* Aim of the task:
An exact copy of all the data is needed, with every picture left out.

========

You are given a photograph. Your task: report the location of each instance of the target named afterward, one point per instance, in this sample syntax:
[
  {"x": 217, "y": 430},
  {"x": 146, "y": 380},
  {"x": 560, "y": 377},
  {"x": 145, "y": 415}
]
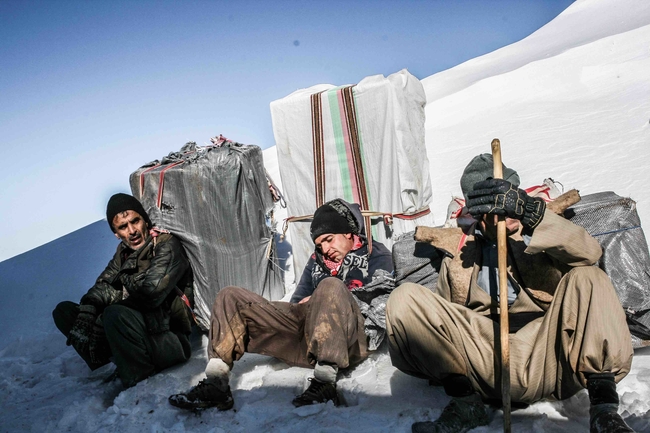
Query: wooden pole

========

* Response for this exercise:
You are given a photograph. Your task: report the location of each instance of the target named afterward, one point per instance, in this sample syntax:
[
  {"x": 217, "y": 430},
  {"x": 146, "y": 380},
  {"x": 560, "y": 377},
  {"x": 145, "y": 415}
]
Query: wooden pole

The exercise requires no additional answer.